§ EXTRACTED TEXT
WILMINGTON, Ohio (BP)–In Wilmington, Ohio, a town of 12,000 people where 8,000 had been employed by DHL, a series of extensive layoffs at the shipping company have left the community experiencing what has been called the trauma of Hurricane Katrina without the physical damage.
The two Southern Baptists churches in Wilmington have members who are feeling the direct effects of the layoffs, and the congregations are scurrying to meet needs wherever they can.
Years ago, Wilmington was home to an Air Force base that closed down and was rehabilitated into the headquarters for Airborne Express, a shipping company that ranked just behind UPS and FedEx. In 2003, the Germany-based DHL bought Airborne, but the venture struggled, and with the economic crash of last year, DHL began laying people off by the hundreds.
Now workers in the town who gave decades of their lives to the shipping industry are finding themselves unemployed, unable to pay tuition bills and seeing their homes foreclosed, according to a segment on CBS’ “60 Minutes” Jan. 25.
“I remember people with scarves breathing through ice in just unreal [temperatures], … eyelashes frozen, and I started in ’81. And when you worked, you worked. Why weren’t we bailed out?” Morris Deufemia, a former employee, told CBS in describing the harsh conditions the workers endured to make sure people received their packages on time.
Dennis Humphreys has been pastor of Calvary Baptist Church in Wilmington for 17 years, arriving in the town when Airborne was flourishing. Now he is encountering in fellow residents the emotions associated with a failed business.
“We’ve seen that kind of frustration because they were the largest employer,” Humphreys told Baptist Press. “That’s where lots of people worked. That’s been the hardest thing because it was a foreign company coming in and taking over an American company based right here.”
In his church of about 200 people, Humphreys said about 30 families had been employed by DHL.

§ TASK DETAILS
From the article above on the DHL layoffs in Wilmington, transcribe word for word the passage that begins with "The two Southern" and ends with "wherever they can.".

(Dataset entries)
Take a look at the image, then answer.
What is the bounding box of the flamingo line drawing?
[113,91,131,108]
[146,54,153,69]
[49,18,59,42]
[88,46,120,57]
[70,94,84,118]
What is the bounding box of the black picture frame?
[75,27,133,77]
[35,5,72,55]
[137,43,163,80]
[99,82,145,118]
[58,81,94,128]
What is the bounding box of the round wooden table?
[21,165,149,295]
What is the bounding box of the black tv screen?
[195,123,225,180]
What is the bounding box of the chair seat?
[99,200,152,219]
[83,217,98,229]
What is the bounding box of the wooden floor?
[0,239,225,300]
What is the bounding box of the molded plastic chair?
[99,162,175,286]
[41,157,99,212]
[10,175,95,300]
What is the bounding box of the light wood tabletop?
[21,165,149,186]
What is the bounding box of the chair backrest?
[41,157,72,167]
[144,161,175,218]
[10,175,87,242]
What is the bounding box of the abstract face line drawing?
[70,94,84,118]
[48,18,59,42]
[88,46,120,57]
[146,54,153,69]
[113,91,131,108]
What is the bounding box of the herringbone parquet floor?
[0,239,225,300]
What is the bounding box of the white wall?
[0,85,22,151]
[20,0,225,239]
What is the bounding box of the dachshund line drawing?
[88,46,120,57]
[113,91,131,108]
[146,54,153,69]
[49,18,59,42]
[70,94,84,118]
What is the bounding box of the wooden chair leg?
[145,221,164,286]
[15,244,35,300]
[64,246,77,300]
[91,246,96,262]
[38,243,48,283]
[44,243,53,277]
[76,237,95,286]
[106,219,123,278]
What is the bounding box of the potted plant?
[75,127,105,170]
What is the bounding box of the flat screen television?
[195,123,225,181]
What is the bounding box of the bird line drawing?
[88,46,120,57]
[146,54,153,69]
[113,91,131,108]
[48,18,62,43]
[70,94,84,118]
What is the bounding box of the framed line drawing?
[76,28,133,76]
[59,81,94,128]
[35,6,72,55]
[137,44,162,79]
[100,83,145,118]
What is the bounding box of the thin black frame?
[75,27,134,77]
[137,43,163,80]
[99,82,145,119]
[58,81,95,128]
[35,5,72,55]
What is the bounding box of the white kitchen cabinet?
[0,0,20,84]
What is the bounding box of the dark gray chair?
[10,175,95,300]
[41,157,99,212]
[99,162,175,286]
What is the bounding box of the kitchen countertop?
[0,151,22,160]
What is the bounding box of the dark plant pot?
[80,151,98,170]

§ RESULT OF THIS EXERCISE
The two Southern Baptists churches in Wilmington have members who are feeling the direct effects of the layoffs, and the congregations are scurrying to meet needs wherever they can.